What you should do:
Copy out all of the data that follows, exactly as it appears.

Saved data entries
****************

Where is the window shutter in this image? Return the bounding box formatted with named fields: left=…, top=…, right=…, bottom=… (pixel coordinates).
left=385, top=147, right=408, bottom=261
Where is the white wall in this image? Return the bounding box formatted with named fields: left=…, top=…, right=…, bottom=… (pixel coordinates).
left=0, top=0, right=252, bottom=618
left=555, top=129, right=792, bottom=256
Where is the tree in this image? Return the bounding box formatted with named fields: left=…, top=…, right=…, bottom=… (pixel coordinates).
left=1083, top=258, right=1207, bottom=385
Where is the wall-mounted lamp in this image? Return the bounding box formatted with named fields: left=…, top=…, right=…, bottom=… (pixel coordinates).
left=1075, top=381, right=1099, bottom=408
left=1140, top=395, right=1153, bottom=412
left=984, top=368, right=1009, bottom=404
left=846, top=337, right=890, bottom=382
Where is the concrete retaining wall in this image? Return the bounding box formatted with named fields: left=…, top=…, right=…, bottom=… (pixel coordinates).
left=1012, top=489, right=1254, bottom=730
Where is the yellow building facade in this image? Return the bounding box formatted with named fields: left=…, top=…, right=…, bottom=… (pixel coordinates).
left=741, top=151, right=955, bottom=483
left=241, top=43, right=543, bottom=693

****************

Reply to the task:
Where is the window shutter in this image? Return the bounding box formatted with named fields: left=…, top=…, right=…, bottom=… (pixel coordinates).
left=385, top=147, right=408, bottom=261
Where is the white wall in this image? Return the bounding box formatted with named fields: left=…, top=…, right=…, bottom=… (pixel coordinates).
left=0, top=0, right=252, bottom=618
left=555, top=129, right=792, bottom=256
Where is the tree in this image? Return the bounding box formatted with named fields: left=…, top=…, right=…, bottom=… (pixel coordinates).
left=1083, top=258, right=1207, bottom=385
Where is the wall-mounted lamp in this image? Return the bounding box formatted with named fields: left=…, top=…, right=…, bottom=… (pixel coordinates).
left=1075, top=381, right=1099, bottom=408
left=1140, top=395, right=1153, bottom=412
left=984, top=368, right=1009, bottom=404
left=846, top=337, right=890, bottom=382
Where is the concrete retaining wall in this image? Return the bounding box formatted with named fields: left=…, top=…, right=…, bottom=… (pixel coordinates).
left=1012, top=489, right=1254, bottom=730
Where is the yellow building facade in this image? Return the bounding box formatted with named fields: left=…, top=…, right=…, bottom=… (pixel coordinates).
left=741, top=151, right=955, bottom=483
left=241, top=43, right=543, bottom=693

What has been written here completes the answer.